** Start of DOCUMENT TEXT **

The ARFF files for training and testing are available at the GITHub repository for the demo as well. You can open the training file (langid.collection.train.arff) in the WEKA Explorer, and setting the class to be the first attribute, you should be getting something like the following figure:

So we have a training collection with 9K instances per class (language), and a test collection with 1K instances per class.

Data Transformation

As in previous posts about text classification with WEKA, we need to transform the text strings into term vector to enable learning. This is done by applying the StringToWordVector filter, that is the most remarkable text mining function in WEKA. In previous posts, I have applied this filter with default options, but it offers a wide range of possibilities that can be seen when opening it in the WEKA Explorer. If you click on the Filter button and browse the tree to "weka > filters > unsupervised > attribute > StringToWordVector", and then click on the filter name, you get the next window:

Those are a lot of options, aren't them? So let us focus on the minimum set of options in order to be productive with this example of Language Identification. Those are:

doNoOperateOnPerClassBasis - we set this option to True in order to make the filter collect word tokens over the classes as a whole. This should be the standard setting in nearly all text classification problems.
lowerCaseTokens - we set this option to True because we are interested on the words independently of using upper or lower case. In other problems, like e.g. when processing Social Networks text, keeping the capitalization may be critical for getting a good accuracy.
tokenizer - WEKA provides several tokenizers, intended to break the original texts into tokes according to a number of rules. The most simple tokenizer is the weka.core.tokenizers.WordTokenizer, which splits the string into tokens by using a list of separators that can be set by clicking on the tokenizer name. It is a nice idea to give a look at the texts we have before setting up the list of separating characters. In our case, we have several languages and the default punctuation symbols may not fit our problem -- we need to add opening question and exclamation marks, apart from other symbols from HTML format like &, and other symbols. So our delimiters string will be " \r\n\t.,;:\"\'()?!-¿¡+*&#$%\\/=<>[]_`@" (backslash is escaped).
wordsToKeep - we set this option to keep as much words as we can, to include the full vocabulary of the dataset. An appropriate value may be one million.

So we leave the rest of options on default. Most notably, we are not using sophisticated weighting schemas (like TF or TF.IDF), nor stop words or stemming. These options are very frequent in Information Retrieval systems like Apache Lucene/SOLR, and they often lead to nice accuracy improvements in search systems.

We need to have the same vocabulary both in the training and the testing datasets, so we can apply this filter in the command line by using the batch (-b) option:

$> java weka.filters.unsupervised.attribute.StringToWordVector -O -L -tokenizer "weka.core.tokenizers.WordTokenizer -delimiters \" \\r\\n\\t.,;:\\\"\\'()?!-¿¡+*&#$%\\\\/=<>[]_`@\"" -W 10000000 -b -i langid.collection.train.arff -o langid.collection.train.vector.arff -r langid.collection.test.arff -s langid.collection.test.vector.arff

The options -O, -L, -tokenizer and -W correspond to the options above. The delimiter string is escaped because it is included in the specification of the tokenizer. The resulting files are also in the GITHub repository for the LangID example, along with the script stwv.sh (String To Word Vector) which includes this command.

** End of DOCUMENT TEXT **

### WHAT YOU HAVE TO DO
Copy out the WEKA text starting with "We need to have" and going on through "includes this command.", changing "vocabulary" to "set of terms". The lines come from a different source than the text.

** Start of RECORDS PROVIDED **

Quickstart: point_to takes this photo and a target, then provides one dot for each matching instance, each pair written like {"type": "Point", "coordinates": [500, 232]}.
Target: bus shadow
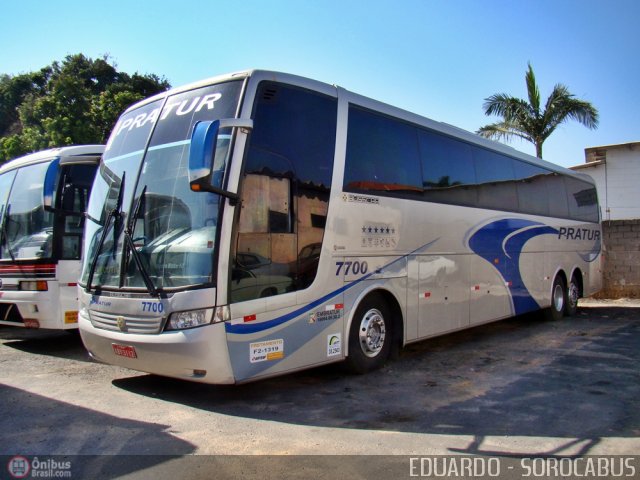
{"type": "Point", "coordinates": [54, 343]}
{"type": "Point", "coordinates": [575, 379]}
{"type": "Point", "coordinates": [89, 440]}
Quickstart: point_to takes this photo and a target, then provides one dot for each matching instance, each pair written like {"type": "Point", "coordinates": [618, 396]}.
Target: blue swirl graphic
{"type": "Point", "coordinates": [500, 243]}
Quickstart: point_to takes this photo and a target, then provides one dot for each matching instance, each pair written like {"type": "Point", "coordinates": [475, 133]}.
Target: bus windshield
{"type": "Point", "coordinates": [146, 228]}
{"type": "Point", "coordinates": [27, 228]}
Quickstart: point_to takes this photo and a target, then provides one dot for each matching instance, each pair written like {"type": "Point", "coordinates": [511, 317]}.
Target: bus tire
{"type": "Point", "coordinates": [558, 300]}
{"type": "Point", "coordinates": [573, 294]}
{"type": "Point", "coordinates": [370, 335]}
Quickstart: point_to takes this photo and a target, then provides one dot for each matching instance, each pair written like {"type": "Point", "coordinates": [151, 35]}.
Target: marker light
{"type": "Point", "coordinates": [34, 285]}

** End of RECORDS PROVIDED **

### FINISHED TASK
We need to have the same set of terms both in the training and the testing datasets, so we can apply this filter in the command line by using the batch (-b) option:

$> java weka.filters.unsupervised.attribute.StringToWordVector -O -L -tokenizer "weka.core.tokenizers.WordTokenizer -delimiters \" \\r\\n\\t.,;:\\\"\\'()?!-¿¡+*&#$%\\\\/=<>[]_`@\"" -W 10000000 -b -i langid.collection.train.arff -o langid.collection.train.vector.arff -r langid.collection.test.arff -s langid.collection.test.vector.arff

The options -O, -L, -tokenizer and -W correspond to the options above. The delimiter string is escaped because it is included in the specification of the tokenizer. The resulting files are also in the GITHub repository for the LangID example, along with the script stwv.sh (String To Word Vector) which includes this command.